<<<<

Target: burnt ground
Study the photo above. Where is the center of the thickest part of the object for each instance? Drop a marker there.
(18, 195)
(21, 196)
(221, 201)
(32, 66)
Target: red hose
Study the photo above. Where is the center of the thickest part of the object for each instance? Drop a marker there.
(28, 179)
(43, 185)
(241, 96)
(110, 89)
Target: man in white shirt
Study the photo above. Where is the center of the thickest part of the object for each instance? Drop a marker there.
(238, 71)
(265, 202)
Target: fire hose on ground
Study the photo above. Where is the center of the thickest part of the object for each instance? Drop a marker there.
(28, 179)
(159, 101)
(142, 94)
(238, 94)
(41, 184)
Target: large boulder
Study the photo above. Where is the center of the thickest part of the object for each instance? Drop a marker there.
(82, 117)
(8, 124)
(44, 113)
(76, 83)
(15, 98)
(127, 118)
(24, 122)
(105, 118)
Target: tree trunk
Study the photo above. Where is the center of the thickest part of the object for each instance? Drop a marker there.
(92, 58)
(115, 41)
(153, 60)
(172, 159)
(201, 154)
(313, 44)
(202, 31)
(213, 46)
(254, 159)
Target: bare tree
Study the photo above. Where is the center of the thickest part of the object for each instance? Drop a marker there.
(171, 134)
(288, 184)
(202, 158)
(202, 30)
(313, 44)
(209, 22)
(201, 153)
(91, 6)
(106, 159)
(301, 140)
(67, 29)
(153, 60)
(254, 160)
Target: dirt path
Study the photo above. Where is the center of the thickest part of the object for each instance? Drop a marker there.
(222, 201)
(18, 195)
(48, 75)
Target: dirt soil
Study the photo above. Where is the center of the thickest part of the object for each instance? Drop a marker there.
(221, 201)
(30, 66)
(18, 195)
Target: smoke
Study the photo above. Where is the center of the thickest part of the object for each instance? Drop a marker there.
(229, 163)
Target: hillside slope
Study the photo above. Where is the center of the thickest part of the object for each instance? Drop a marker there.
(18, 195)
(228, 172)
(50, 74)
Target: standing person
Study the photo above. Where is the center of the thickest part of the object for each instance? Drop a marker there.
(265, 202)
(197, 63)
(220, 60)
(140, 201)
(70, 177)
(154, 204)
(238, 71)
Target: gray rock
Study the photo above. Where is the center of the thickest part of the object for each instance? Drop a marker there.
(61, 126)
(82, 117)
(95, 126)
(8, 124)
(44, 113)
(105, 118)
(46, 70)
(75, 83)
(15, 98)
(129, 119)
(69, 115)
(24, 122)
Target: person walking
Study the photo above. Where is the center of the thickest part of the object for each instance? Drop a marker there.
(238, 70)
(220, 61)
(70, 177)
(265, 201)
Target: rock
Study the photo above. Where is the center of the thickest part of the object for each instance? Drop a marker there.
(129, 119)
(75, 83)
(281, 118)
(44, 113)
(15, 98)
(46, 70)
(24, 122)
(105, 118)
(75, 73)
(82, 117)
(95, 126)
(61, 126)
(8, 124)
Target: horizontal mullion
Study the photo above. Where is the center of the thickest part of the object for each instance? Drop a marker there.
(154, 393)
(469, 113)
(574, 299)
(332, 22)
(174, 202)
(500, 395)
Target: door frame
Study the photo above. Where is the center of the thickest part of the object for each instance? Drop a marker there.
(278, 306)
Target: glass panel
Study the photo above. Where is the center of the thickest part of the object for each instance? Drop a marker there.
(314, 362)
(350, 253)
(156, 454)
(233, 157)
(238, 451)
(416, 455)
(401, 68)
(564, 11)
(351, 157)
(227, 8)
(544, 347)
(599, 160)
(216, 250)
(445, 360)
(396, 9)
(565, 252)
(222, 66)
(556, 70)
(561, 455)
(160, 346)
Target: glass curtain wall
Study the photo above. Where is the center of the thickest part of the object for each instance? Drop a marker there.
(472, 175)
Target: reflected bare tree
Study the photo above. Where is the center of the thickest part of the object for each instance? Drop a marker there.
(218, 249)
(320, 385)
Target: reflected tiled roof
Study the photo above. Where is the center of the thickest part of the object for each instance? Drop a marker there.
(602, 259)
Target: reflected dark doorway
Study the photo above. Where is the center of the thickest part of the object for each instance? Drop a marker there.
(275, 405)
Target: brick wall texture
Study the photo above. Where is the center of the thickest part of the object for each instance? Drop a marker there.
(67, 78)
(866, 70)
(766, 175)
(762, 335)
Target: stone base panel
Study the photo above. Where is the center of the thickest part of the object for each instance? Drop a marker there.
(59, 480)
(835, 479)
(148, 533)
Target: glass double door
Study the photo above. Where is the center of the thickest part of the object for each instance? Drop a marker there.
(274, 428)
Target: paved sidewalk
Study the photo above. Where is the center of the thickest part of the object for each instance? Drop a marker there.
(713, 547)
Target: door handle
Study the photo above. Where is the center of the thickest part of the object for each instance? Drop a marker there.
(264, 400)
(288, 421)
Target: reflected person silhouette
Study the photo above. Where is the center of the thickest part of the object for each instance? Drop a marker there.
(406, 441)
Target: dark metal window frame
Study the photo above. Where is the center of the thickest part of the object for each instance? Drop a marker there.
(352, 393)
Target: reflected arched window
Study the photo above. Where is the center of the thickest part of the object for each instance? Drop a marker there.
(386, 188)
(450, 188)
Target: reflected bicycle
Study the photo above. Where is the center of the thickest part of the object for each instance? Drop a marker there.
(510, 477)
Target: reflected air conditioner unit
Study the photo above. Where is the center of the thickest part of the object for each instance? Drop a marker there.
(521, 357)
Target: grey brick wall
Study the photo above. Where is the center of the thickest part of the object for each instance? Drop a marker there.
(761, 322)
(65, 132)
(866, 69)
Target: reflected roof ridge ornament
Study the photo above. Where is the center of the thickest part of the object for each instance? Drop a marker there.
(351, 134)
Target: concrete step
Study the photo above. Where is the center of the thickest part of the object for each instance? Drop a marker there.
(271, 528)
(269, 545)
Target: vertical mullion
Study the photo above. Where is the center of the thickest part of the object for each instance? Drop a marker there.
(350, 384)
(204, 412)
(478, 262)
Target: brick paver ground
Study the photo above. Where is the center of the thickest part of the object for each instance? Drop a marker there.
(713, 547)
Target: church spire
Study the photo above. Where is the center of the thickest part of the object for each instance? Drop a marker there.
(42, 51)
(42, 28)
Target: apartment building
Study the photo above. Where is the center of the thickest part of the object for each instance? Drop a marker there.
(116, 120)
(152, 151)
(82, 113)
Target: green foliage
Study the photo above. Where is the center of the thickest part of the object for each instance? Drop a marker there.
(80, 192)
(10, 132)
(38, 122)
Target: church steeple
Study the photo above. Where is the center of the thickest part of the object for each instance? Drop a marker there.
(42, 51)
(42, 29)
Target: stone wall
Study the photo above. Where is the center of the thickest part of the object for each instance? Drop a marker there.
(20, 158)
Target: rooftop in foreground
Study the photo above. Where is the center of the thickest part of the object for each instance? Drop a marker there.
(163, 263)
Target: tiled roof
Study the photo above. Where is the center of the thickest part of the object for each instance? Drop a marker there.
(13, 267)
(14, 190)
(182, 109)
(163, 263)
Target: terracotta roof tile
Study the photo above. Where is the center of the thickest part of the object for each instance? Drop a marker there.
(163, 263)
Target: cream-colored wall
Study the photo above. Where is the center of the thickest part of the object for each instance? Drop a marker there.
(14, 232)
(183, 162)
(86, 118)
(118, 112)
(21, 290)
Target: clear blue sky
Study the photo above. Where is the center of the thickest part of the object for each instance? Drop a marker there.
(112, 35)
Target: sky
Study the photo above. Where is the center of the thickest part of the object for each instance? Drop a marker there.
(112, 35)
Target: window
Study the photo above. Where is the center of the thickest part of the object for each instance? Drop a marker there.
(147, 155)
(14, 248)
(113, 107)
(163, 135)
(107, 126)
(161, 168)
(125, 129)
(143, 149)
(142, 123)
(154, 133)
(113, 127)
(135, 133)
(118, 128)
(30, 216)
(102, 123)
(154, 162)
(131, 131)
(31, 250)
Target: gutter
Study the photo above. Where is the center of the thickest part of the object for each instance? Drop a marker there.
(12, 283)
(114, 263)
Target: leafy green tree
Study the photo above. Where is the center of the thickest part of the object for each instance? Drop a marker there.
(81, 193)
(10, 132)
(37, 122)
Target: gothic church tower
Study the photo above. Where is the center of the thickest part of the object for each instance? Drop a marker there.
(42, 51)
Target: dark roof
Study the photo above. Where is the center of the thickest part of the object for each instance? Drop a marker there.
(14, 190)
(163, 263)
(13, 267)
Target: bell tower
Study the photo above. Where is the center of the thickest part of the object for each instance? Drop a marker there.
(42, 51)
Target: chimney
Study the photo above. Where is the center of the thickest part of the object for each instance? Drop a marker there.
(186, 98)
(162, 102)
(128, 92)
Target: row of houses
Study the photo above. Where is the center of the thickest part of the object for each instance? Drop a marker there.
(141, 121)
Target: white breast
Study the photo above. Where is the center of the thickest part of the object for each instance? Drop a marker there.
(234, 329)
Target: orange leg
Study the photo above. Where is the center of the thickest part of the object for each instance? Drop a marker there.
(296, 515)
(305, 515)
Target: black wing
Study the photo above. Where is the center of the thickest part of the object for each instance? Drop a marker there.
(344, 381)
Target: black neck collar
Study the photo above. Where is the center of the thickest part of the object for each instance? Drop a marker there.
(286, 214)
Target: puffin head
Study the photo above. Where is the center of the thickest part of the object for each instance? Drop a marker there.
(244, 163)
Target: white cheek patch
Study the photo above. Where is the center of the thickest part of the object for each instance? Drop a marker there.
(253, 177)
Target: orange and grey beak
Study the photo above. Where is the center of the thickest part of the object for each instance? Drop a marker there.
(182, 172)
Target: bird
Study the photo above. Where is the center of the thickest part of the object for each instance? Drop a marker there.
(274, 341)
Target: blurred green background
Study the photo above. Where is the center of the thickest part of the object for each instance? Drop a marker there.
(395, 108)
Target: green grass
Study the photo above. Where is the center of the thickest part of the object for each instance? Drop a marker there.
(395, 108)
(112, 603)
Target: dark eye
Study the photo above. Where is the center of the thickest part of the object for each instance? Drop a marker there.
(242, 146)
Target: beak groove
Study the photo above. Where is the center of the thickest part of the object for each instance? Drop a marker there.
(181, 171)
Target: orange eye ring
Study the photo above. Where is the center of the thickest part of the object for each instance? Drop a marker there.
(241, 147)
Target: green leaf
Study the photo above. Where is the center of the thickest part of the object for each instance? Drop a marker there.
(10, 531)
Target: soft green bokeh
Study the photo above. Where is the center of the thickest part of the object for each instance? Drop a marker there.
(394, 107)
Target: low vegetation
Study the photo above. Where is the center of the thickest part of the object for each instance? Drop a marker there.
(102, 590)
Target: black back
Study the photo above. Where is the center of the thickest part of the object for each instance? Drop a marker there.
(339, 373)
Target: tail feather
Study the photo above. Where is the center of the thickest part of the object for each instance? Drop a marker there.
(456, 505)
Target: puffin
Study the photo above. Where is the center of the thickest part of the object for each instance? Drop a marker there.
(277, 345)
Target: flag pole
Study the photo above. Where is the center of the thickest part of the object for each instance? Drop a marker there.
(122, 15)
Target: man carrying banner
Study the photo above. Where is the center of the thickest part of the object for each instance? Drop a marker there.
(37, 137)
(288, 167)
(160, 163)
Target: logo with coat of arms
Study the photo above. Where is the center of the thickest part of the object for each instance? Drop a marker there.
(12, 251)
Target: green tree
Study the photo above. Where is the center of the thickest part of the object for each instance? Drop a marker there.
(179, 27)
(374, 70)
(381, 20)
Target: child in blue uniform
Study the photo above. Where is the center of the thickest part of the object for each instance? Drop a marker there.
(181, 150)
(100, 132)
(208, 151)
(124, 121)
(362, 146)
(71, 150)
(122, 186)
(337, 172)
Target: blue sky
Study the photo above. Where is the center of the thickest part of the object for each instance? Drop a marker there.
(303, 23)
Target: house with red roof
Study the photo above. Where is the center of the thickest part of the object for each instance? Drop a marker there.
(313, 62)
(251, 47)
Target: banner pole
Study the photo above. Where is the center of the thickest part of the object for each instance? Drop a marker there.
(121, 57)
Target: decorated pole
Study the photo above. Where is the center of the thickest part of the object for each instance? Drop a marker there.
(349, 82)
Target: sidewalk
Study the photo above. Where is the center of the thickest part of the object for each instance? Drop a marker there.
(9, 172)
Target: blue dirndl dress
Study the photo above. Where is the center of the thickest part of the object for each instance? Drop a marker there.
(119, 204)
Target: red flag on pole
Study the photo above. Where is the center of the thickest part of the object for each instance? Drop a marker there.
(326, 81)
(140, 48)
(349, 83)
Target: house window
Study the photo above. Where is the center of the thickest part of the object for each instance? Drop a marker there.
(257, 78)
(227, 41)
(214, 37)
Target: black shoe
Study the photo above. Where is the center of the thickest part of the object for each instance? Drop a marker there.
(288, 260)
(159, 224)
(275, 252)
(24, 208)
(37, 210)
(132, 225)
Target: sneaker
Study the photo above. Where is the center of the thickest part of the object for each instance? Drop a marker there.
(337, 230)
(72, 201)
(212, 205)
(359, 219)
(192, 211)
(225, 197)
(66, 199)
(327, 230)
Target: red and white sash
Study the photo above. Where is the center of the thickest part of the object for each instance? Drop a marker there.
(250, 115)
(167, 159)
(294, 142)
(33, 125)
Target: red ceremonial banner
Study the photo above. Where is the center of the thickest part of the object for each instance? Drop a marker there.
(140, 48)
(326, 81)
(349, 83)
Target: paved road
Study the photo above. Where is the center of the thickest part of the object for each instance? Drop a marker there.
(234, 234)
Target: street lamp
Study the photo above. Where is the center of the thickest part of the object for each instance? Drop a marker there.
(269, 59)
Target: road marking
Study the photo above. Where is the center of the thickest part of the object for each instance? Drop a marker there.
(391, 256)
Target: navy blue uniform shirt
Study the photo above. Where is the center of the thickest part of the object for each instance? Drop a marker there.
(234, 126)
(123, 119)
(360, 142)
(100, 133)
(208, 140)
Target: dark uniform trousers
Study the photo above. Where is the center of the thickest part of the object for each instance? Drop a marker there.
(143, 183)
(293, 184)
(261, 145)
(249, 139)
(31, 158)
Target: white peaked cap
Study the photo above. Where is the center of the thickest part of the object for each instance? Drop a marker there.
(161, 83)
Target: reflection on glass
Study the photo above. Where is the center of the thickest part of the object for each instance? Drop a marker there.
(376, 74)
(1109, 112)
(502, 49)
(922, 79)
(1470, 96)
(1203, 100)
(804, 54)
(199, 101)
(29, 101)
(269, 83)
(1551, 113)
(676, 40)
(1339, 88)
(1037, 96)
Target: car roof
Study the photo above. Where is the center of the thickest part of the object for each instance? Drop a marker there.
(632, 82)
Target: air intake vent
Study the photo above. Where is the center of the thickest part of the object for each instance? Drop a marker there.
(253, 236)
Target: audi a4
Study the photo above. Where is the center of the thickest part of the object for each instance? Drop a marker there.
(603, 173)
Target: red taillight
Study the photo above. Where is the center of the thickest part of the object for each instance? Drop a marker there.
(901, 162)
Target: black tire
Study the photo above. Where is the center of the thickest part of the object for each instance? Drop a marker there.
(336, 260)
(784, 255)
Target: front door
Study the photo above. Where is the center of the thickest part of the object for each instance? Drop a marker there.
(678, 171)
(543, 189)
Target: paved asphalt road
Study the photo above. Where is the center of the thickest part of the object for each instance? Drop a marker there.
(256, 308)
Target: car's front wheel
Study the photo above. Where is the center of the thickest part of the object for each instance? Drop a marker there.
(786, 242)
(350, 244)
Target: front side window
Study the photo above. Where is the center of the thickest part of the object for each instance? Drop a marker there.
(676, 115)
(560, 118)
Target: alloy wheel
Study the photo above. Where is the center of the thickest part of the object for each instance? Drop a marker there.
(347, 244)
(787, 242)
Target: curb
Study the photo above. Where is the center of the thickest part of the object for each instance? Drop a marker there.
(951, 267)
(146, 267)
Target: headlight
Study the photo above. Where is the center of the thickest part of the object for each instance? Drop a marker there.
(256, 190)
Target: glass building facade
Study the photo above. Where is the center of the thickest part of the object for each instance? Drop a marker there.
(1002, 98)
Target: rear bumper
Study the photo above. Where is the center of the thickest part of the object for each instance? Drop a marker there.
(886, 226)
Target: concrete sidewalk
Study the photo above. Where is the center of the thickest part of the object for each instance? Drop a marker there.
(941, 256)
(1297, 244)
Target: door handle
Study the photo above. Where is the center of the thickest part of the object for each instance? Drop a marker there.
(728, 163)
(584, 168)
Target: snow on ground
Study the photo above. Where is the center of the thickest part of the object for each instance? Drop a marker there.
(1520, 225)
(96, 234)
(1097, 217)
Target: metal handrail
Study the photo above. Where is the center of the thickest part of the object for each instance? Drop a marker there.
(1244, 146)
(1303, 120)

>>>>

Only those lines running from the one containing "Target: car's front wheel" through the last line of the data above are to be copied, exactly, with both ends included.

Target: car's front wheel
Study the photo above. Where is the center of the thickest part of the object for each instance? Drop a marker there.
(786, 242)
(350, 244)
Target: front side window
Study the photo above. Where is the center of the thickest part of the object for each instance? Drop a marker there.
(676, 115)
(560, 118)
Target: alloy wheel
Study the photo above. Where is the center of the thickest part of the object for each instance? Drop a marker there.
(347, 244)
(787, 242)
Target: curb
Study the photo above. Where is the center of the thickest part of the object for each instance? Drop a marker there.
(951, 267)
(146, 267)
Target: headlight
Study the photo above. Where is the center of the thickest part of the object for each instance? Drop a marker there.
(256, 190)
Target: glass building facade
Study the photo above. Where is the center of the thickest part of the object for each instance? Drop a marker there.
(1002, 98)
Target: rear bumper
Study the photo above. Where is the center of the thickest part of the object for each instance? Drop a marker there.
(886, 226)
Target: concrete sidewalk
Study the photo above. Where is the center of the thickest part of the object for each instance? Drop a marker there.
(941, 256)
(1297, 244)
Target: door handle
Study the photo above. Where is the center of the thickest part of the object for each instance? Drop a marker there.
(728, 163)
(584, 168)
Target: snow on ground
Study the photo above. Where is the center of the thickest part of the object for each instance? Drop a marker there.
(1520, 225)
(96, 234)
(1097, 217)
Target: metal handrail
Study the photo above. Where is the center of the thickest part of the object for each instance? Drop a marker there.
(1244, 146)
(1303, 120)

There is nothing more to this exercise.